- _PROMPT_: Please quote the rows below word for word, from the line with "red strawberry, reported" to the line with "Query: red strawberry", including both of those lines and nothing else.

- _RECORDS PROVIDED_:

- - - -

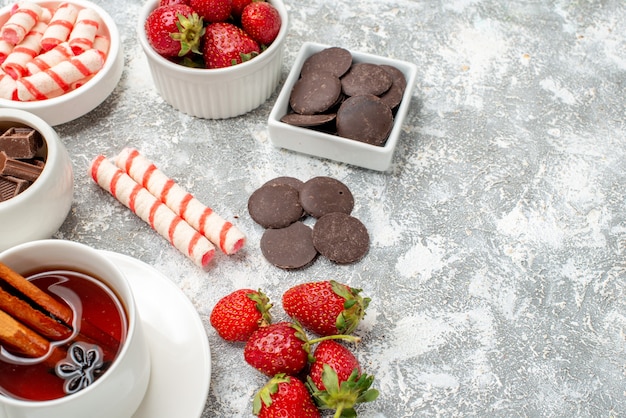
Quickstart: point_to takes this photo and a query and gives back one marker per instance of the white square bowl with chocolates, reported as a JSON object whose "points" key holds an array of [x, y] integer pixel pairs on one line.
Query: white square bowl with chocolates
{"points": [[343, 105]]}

- - - -

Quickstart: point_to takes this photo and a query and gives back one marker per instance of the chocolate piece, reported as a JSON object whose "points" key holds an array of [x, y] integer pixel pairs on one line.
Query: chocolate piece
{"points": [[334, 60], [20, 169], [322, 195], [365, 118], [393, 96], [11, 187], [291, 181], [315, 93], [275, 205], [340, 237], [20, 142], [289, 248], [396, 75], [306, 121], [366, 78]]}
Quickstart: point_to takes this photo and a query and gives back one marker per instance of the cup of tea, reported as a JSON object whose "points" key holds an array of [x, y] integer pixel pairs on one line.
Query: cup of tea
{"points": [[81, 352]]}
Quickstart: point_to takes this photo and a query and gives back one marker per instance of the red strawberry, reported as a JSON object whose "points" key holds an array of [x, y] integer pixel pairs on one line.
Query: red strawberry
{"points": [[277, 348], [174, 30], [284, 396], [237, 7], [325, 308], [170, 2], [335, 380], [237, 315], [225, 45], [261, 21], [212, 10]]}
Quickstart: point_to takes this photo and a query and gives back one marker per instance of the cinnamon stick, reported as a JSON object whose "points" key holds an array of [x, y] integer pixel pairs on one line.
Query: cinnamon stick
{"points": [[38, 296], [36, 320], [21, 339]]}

- - - -

- _WORKED ANSWER_:
Quickstart: point_to takes this photo and a query and gives back one marker per instance of the red strawberry, reported as a JSON object whose "points" key holds an array of [x, y] integer pixel pairs on one line.
Query: red strawberry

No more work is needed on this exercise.